Problem description: Give the listing below again, putting "olive oil bottle" in place of "cooking oil bottle" and keeping everything else the same.

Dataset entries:
+-------+

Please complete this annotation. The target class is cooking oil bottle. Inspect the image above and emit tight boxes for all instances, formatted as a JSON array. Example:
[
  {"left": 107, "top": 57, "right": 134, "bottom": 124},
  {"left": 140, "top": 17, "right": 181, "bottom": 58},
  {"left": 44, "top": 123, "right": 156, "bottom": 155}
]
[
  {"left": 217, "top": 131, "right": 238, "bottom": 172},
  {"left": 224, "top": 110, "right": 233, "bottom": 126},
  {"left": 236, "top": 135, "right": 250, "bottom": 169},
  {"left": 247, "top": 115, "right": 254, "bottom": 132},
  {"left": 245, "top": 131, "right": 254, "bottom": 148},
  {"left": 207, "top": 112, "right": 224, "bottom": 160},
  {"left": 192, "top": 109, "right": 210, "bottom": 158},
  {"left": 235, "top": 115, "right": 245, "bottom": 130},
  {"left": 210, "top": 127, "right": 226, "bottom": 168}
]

+-------+

The solution:
Please complete this annotation. The target class is olive oil bottle. Inspect the image above and emit tight boxes for all instances, formatted as a JSON array. Example:
[
  {"left": 107, "top": 57, "right": 134, "bottom": 124},
  {"left": 140, "top": 17, "right": 181, "bottom": 58},
  {"left": 44, "top": 123, "right": 156, "bottom": 155}
]
[
  {"left": 217, "top": 131, "right": 238, "bottom": 172},
  {"left": 224, "top": 110, "right": 233, "bottom": 126},
  {"left": 236, "top": 135, "right": 250, "bottom": 169},
  {"left": 247, "top": 115, "right": 254, "bottom": 132},
  {"left": 245, "top": 131, "right": 254, "bottom": 148},
  {"left": 207, "top": 112, "right": 224, "bottom": 160},
  {"left": 192, "top": 109, "right": 210, "bottom": 158},
  {"left": 235, "top": 115, "right": 245, "bottom": 130},
  {"left": 210, "top": 127, "right": 226, "bottom": 168}
]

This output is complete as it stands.